* Challenge *
The required output is the line that contains "of the navy" plus every line after it in the listing below, copied exactly as it appears.

* Provided entries *
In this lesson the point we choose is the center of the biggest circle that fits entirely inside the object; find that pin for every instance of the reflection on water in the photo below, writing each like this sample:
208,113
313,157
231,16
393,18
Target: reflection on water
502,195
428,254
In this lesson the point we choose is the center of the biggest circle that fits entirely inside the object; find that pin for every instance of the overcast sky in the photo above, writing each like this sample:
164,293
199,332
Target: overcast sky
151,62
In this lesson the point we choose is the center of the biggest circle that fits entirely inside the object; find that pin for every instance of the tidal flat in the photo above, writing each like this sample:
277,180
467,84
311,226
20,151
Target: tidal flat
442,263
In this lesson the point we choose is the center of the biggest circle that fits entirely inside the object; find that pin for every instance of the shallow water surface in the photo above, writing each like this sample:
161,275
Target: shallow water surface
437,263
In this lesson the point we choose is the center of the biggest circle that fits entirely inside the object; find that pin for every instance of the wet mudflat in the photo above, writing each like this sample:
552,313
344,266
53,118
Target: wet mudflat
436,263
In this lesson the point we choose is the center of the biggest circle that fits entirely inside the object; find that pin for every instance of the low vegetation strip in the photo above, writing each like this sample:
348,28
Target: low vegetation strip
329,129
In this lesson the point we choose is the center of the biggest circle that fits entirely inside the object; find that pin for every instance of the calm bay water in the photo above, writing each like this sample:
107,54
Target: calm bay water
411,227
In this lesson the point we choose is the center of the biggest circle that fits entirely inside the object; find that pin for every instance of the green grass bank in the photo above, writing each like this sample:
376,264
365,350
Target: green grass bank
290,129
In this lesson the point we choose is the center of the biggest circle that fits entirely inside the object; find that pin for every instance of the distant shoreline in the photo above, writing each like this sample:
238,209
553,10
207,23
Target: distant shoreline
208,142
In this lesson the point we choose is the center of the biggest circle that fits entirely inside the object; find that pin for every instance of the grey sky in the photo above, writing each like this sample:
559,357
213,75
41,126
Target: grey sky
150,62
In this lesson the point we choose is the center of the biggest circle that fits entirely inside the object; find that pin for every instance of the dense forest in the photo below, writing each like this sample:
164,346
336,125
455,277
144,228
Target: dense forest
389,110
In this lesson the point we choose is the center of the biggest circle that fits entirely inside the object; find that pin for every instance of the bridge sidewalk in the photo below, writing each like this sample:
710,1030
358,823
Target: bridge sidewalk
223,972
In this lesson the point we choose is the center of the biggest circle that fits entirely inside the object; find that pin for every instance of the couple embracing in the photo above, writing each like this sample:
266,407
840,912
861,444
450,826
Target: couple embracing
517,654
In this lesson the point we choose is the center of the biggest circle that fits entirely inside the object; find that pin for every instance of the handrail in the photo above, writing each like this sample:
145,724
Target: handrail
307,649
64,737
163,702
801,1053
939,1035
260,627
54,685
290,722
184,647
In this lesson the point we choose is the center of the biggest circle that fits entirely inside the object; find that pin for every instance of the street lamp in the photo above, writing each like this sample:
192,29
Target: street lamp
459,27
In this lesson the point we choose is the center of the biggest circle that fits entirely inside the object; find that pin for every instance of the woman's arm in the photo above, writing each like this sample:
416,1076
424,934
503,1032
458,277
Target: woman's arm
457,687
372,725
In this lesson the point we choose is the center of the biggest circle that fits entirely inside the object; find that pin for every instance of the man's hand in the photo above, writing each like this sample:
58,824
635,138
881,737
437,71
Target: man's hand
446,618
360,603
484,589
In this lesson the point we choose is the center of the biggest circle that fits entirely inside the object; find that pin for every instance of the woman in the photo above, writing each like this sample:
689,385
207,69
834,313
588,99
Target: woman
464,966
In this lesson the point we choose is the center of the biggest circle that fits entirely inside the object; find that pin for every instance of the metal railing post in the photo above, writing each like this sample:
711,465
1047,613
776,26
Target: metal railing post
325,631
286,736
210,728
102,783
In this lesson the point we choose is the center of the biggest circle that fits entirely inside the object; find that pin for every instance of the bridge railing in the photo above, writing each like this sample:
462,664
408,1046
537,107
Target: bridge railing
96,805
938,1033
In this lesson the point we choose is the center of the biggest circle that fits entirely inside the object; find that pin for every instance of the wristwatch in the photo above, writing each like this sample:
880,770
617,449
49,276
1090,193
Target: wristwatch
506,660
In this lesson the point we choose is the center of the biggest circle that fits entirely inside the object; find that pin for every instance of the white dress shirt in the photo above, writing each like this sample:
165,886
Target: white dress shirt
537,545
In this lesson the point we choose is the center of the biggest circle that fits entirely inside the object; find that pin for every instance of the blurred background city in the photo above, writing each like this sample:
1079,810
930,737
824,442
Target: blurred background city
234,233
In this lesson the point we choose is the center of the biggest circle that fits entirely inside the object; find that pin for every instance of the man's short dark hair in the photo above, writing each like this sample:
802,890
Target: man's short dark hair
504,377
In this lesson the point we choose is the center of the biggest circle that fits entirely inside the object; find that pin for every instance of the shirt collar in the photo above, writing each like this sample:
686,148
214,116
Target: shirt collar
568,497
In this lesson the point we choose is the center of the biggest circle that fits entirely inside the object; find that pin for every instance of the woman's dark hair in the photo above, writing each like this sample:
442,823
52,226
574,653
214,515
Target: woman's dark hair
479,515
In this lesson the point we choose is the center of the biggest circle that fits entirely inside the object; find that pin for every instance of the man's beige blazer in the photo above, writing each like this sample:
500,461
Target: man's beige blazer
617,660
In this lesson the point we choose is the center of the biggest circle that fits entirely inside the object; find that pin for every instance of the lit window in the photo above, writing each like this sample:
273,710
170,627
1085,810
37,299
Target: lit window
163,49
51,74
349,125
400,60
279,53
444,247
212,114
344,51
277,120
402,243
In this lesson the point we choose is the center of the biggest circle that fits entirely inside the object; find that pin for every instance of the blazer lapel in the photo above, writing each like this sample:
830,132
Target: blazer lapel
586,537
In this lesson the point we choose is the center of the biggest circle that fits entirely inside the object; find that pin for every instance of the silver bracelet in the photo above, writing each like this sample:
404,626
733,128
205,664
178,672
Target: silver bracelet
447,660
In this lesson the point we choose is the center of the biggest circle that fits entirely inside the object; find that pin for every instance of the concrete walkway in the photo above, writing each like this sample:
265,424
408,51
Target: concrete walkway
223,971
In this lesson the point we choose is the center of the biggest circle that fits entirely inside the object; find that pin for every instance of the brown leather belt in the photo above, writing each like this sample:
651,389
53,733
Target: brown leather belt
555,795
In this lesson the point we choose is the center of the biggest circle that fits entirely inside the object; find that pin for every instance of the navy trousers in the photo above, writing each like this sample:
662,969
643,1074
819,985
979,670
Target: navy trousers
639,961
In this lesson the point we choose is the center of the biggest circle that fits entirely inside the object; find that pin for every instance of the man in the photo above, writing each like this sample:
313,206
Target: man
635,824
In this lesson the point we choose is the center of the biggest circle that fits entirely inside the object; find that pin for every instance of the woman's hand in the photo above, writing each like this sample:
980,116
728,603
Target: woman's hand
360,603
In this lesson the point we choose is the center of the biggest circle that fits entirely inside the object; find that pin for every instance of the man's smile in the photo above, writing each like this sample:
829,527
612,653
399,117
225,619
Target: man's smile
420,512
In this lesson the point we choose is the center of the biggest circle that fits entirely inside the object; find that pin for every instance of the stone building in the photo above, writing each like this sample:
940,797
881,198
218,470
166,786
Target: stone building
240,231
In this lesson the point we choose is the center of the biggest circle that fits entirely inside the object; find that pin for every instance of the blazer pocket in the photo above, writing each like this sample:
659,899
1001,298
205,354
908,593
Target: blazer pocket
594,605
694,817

* Expected answer *
In this lesson the point we choose is the center of the biggest circle that fits entirely inside the object; find that pin for every instance of the navy trousers in the photo above, writing each like this sample:
662,969
643,1074
819,985
979,670
Target: navy trousers
639,961
In this lesson the point we choose is the center of the biggest circle that fits entirely inside the object; find that pin for every instance of the man in the photo above, writing each like this sample:
313,206
Target: man
635,824
In this lesson the point we choose is the center of the biggest circle that fits entirely inside the object; find that pin for every instance of the woman's hand in the photo above, writing each like this sample:
980,116
728,603
Target: woman's hand
360,603
In this lesson the point we choose is the center of the biggest circle that fits entirely inside the object; find that pin for every instance of the man's smile in the photo above, writing each like this sample:
829,527
612,653
399,117
225,619
Target: man's smile
420,512
In this lesson the point we choose is the center of the biggest circle that fits entirely inside the object; find that pin for every instance of the stone building in the photo above, writing each like this sample:
940,797
881,198
218,470
166,786
Target: stone building
240,231
In this lesson the point we choose is the center of the biggest circle that fits entirely inside the object; find that pin for every instance of the blazer pocket in the photo above, writing each like this sample:
659,899
1001,298
205,354
908,593
Target: blazer pocket
594,605
694,817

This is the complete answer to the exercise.